Quote, word for word, everything in the rows below from their first line down through the line containing "x=218 y=372", with both ends included.

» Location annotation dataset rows

↓

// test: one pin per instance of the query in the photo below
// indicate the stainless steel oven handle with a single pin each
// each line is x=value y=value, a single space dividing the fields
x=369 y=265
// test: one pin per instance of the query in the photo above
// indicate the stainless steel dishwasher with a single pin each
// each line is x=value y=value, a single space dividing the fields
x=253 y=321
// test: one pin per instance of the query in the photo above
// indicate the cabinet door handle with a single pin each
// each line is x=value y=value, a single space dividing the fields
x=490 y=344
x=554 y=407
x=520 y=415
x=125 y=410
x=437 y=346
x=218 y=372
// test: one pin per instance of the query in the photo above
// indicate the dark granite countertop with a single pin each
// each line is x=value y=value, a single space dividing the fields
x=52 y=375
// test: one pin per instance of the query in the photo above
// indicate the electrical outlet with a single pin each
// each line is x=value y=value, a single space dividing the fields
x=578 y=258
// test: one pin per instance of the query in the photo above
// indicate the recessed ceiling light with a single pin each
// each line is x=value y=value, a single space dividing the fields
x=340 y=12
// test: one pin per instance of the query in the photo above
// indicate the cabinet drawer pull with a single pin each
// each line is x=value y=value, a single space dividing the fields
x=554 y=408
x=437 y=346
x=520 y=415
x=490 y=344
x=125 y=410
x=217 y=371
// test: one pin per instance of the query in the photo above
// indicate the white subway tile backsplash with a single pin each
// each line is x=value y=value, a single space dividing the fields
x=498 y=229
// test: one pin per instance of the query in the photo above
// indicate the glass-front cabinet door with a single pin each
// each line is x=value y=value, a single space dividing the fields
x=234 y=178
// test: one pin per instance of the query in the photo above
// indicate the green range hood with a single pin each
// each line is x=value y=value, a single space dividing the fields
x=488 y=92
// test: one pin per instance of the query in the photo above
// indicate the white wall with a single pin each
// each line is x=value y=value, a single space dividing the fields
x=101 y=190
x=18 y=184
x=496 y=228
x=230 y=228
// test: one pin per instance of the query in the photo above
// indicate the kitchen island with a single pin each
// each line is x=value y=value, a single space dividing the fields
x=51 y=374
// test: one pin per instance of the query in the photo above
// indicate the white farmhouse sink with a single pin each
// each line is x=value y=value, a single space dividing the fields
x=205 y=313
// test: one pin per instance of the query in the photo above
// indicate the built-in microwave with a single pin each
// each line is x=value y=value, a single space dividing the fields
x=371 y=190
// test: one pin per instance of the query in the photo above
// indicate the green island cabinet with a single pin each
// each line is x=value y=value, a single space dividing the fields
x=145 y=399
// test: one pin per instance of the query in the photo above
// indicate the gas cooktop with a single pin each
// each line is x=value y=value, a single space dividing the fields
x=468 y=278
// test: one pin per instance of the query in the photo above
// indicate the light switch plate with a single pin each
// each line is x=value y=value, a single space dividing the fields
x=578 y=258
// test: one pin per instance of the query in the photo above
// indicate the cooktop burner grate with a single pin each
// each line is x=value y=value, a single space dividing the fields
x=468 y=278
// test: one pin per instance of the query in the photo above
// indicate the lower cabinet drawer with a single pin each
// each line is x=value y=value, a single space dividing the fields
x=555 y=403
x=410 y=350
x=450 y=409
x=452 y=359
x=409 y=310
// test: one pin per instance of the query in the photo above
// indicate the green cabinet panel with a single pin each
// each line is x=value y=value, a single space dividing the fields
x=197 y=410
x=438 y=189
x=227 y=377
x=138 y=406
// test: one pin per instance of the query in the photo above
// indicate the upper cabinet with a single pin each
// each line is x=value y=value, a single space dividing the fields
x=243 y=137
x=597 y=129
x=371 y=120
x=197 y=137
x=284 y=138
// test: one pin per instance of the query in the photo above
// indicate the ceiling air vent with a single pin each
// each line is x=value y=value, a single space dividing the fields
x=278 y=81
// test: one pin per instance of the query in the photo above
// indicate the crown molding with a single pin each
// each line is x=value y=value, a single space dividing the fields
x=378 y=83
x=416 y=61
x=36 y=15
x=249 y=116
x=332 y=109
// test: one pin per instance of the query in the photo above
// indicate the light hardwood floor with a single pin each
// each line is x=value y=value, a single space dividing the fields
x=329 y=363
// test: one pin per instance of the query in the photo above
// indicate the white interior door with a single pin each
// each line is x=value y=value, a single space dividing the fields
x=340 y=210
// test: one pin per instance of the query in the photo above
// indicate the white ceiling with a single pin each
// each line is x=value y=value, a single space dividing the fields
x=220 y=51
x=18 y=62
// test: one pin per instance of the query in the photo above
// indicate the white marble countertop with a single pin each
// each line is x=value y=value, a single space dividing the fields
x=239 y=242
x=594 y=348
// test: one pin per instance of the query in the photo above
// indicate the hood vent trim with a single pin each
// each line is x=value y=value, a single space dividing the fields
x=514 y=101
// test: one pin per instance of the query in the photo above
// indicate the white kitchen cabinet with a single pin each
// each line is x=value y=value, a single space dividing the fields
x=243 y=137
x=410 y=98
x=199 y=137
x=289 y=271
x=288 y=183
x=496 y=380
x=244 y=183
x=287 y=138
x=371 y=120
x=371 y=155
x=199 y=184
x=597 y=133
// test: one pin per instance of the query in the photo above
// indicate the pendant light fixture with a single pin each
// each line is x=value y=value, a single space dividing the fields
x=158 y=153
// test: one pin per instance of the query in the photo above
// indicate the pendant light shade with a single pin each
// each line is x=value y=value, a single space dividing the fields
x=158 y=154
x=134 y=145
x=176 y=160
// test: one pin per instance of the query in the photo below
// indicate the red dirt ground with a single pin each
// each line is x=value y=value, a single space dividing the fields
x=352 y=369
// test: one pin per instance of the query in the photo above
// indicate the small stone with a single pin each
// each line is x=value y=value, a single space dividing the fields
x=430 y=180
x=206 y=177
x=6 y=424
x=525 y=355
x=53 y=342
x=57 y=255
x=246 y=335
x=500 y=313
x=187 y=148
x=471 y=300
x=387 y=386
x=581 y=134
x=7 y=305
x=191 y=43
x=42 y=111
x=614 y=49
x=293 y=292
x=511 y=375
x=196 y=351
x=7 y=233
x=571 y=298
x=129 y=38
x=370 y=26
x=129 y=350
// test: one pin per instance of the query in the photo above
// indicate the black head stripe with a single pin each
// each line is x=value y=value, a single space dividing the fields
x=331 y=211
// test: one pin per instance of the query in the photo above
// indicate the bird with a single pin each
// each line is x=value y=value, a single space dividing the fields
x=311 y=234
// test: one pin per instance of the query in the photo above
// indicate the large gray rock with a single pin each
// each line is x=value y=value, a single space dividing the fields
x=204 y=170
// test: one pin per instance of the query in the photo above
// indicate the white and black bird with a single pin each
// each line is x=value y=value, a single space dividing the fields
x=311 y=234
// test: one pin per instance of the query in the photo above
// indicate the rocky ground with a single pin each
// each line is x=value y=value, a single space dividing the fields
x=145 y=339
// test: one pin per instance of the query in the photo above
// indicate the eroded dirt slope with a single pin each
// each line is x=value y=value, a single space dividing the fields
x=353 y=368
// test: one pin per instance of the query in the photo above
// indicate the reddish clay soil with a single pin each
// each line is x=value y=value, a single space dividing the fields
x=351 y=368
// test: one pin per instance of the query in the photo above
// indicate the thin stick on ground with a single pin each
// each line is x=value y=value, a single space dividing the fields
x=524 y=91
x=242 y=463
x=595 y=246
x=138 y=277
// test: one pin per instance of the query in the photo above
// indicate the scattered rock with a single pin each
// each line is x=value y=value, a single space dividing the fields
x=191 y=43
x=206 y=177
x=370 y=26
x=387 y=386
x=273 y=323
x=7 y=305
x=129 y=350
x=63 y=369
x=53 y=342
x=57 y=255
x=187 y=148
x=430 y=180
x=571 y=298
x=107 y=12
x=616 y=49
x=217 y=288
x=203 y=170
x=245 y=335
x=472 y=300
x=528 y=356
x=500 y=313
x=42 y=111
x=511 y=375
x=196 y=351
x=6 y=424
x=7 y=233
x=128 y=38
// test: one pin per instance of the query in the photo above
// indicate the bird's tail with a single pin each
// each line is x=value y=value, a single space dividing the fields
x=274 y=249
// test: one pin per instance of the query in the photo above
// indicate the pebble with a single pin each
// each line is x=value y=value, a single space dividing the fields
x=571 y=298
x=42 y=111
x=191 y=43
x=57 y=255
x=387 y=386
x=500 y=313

↑

» Exercise output
// test: one pin per instance of the query in the photo below
// indicate the stainless steel oven handle with a single pin each
// each line is x=value y=value, a single space dividing the fields
x=369 y=265
// test: one pin per instance of the query in the photo above
// indicate the stainless steel dishwasher with a single pin each
// each line is x=value y=value, a single space dividing the fields
x=253 y=321
// test: one pin per instance of the query in the photo above
// indicate the cabinet door handle with a single pin each
// each line is x=value y=value, a single space dividing the fields
x=490 y=344
x=554 y=407
x=520 y=415
x=125 y=410
x=437 y=346
x=218 y=372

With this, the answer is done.